(Referring expression pointing data)
*-*-*
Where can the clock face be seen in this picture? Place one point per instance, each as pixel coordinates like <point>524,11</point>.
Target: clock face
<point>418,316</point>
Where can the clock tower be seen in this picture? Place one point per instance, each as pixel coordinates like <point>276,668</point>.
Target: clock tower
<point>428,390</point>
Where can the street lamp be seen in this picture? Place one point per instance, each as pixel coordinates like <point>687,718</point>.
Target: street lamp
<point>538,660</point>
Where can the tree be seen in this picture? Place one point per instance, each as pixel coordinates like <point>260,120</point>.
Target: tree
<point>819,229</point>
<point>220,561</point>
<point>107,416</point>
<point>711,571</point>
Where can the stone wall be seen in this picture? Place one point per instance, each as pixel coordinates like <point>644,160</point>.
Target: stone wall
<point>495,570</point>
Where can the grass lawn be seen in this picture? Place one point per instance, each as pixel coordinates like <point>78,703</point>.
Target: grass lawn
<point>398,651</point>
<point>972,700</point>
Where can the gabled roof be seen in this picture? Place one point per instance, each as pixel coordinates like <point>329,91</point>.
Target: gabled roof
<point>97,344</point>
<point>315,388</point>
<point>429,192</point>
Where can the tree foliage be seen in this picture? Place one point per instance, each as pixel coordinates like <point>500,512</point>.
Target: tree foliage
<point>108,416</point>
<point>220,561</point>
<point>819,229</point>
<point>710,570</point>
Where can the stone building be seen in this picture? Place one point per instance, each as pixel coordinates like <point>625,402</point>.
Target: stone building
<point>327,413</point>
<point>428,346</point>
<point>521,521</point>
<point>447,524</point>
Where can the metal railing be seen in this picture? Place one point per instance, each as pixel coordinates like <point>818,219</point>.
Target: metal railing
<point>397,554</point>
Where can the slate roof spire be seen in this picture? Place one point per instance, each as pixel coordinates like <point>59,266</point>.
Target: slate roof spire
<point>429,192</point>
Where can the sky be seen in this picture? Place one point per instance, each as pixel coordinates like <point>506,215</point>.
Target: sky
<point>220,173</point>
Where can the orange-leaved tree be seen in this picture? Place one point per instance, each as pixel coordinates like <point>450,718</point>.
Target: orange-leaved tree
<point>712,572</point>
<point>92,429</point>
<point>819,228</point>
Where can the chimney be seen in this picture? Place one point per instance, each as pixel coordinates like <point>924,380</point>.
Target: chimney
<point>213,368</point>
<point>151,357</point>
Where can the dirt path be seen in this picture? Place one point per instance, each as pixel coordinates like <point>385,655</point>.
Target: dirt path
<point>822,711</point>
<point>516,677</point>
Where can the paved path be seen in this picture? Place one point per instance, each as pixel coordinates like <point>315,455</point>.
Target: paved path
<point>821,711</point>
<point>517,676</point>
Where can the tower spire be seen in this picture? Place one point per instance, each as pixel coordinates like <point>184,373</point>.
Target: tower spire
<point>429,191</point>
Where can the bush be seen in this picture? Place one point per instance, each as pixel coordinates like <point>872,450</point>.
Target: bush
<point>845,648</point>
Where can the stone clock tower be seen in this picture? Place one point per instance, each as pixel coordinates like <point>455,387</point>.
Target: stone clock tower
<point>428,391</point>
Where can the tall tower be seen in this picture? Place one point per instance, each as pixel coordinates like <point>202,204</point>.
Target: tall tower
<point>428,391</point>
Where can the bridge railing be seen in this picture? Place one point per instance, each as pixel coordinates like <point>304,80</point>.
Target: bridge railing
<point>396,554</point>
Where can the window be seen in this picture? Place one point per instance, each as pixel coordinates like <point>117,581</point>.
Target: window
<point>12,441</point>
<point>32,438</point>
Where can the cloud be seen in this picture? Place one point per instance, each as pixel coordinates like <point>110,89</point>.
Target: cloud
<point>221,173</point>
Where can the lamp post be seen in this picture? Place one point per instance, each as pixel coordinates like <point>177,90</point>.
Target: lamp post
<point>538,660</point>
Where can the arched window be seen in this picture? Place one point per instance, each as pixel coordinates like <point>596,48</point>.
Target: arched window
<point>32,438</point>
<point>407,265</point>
*-*-*
### PROBLEM STATEMENT
When the line containing "Where can the stone building" is reached, include it and stop. Until then, output each line of the entries exactly as given, starting from the first.

### OUTPUT
Where can the clock face be seen in this picture? Place one point per instance, each as pixel coordinates like <point>524,11</point>.
Target: clock face
<point>418,316</point>
Where can the clock tower be seen in this picture? Place one point per instance, each as pixel coordinates like <point>276,668</point>.
Target: clock tower
<point>428,390</point>
Where can the street lamp be seen in this picture? Place one point per instance, each as pixel coordinates like <point>687,718</point>.
Target: street lamp
<point>538,660</point>
Where can the tree be seen in this picture? Place one point per instance, each as pixel coordinates like <point>260,120</point>.
Target: tree
<point>819,229</point>
<point>220,561</point>
<point>107,416</point>
<point>711,571</point>
Where can the stone wall be seen in this picture? Place one point per instance, each as pixel coordinates like <point>644,160</point>.
Target: stone wall
<point>495,570</point>
Where can the grass lawn be seen in this picture? Place one point per instance, each as pixel coordinates like <point>78,703</point>.
Target: grass lawn
<point>398,651</point>
<point>972,700</point>
Where can the gabled roof be seen in this picture? Place one point per instance, each as pixel coordinates like <point>329,91</point>.
Target: gabled roof
<point>97,344</point>
<point>315,388</point>
<point>429,192</point>
Where can the tree foliage be seen in this picture? Place one point per instance, each as pixel coordinates like <point>500,512</point>.
Target: tree foliage
<point>108,416</point>
<point>220,561</point>
<point>819,229</point>
<point>710,570</point>
Where can the stone building be seen in this picture? Place one point per instance, each as pixel coordinates like <point>625,402</point>.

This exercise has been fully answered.